- INSTRUCTIONS TO FOLLOW
Please convert the lines below into a JSON list of strings with one string per line, skipping any blank lines. Leave the pictures out.

- DATA ROWS
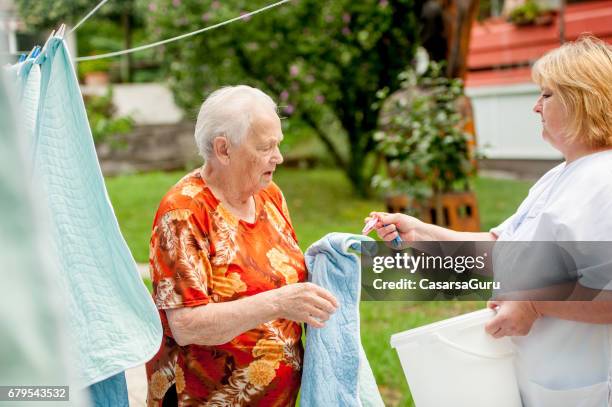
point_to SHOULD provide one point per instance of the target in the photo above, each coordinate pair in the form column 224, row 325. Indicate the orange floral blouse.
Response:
column 201, row 253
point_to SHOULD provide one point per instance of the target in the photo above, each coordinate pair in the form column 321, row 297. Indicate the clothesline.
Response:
column 168, row 40
column 180, row 37
column 91, row 13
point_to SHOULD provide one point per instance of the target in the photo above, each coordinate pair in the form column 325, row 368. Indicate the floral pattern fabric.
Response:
column 201, row 253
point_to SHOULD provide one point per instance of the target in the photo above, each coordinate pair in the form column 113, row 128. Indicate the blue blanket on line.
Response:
column 112, row 321
column 336, row 370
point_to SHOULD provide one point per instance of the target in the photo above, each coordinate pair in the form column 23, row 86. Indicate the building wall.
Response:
column 506, row 126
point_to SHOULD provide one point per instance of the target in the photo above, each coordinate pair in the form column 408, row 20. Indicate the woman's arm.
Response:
column 515, row 318
column 218, row 323
column 411, row 229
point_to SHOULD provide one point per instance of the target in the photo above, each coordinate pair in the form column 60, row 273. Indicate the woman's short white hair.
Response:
column 228, row 112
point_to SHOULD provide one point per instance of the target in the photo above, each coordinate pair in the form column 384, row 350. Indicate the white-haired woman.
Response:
column 564, row 348
column 228, row 275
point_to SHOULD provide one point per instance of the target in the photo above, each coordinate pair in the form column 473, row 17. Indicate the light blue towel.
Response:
column 112, row 320
column 336, row 370
column 33, row 347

- TASK RESULT
[
  "point_to SHOULD provide one point per instance of the target in the photo above, each coordinate pair in the form column 224, row 325. Indicate the orange floral blouse.",
  "Response:",
  "column 201, row 253",
  "point_to SHOULD provide one point per instance of the target in the photo above, each coordinate pair in the form column 321, row 297. Indicate the clothesline.",
  "Response:",
  "column 168, row 40",
  "column 180, row 37",
  "column 91, row 13",
  "point_to SHOULD provide one point per instance of the target in the photo above, each coordinate pair in the form column 325, row 368. Indicate the floral pattern fabric.",
  "Response:",
  "column 201, row 253",
  "point_to SHOULD provide one point per instance of the target in the photo above, each coordinate pair in the form column 113, row 128. Indicate the blue blanket on line.",
  "Response:",
  "column 112, row 321",
  "column 336, row 370",
  "point_to SHOULD provide one point per instance of the target in the photo above, each coordinate pair in the form column 23, row 86. Indicate the building wall.",
  "Response:",
  "column 506, row 126",
  "point_to SHOULD provide one point per instance of the target in the photo above, each coordinate pair in the form column 408, row 20. Indicate the woman's arm.",
  "Response:",
  "column 515, row 318",
  "column 218, row 323",
  "column 411, row 229",
  "point_to SHOULD provide one point per instance of the target in the photo above, each coordinate pair in the form column 60, row 273. Indicate the woman's short white hair.",
  "Response:",
  "column 228, row 112",
  "point_to SHOULD provide one point per instance of the target in the photo above, each coordinate pair in the form column 384, row 350. Indicate the white-haired woman.",
  "Response:",
  "column 564, row 348",
  "column 228, row 275",
  "point_to SHOULD provide one point per instance of the target in the photo above, each coordinate pair in the form column 473, row 17. Indicate the light blue towel.",
  "Response:",
  "column 112, row 320",
  "column 336, row 370",
  "column 33, row 347"
]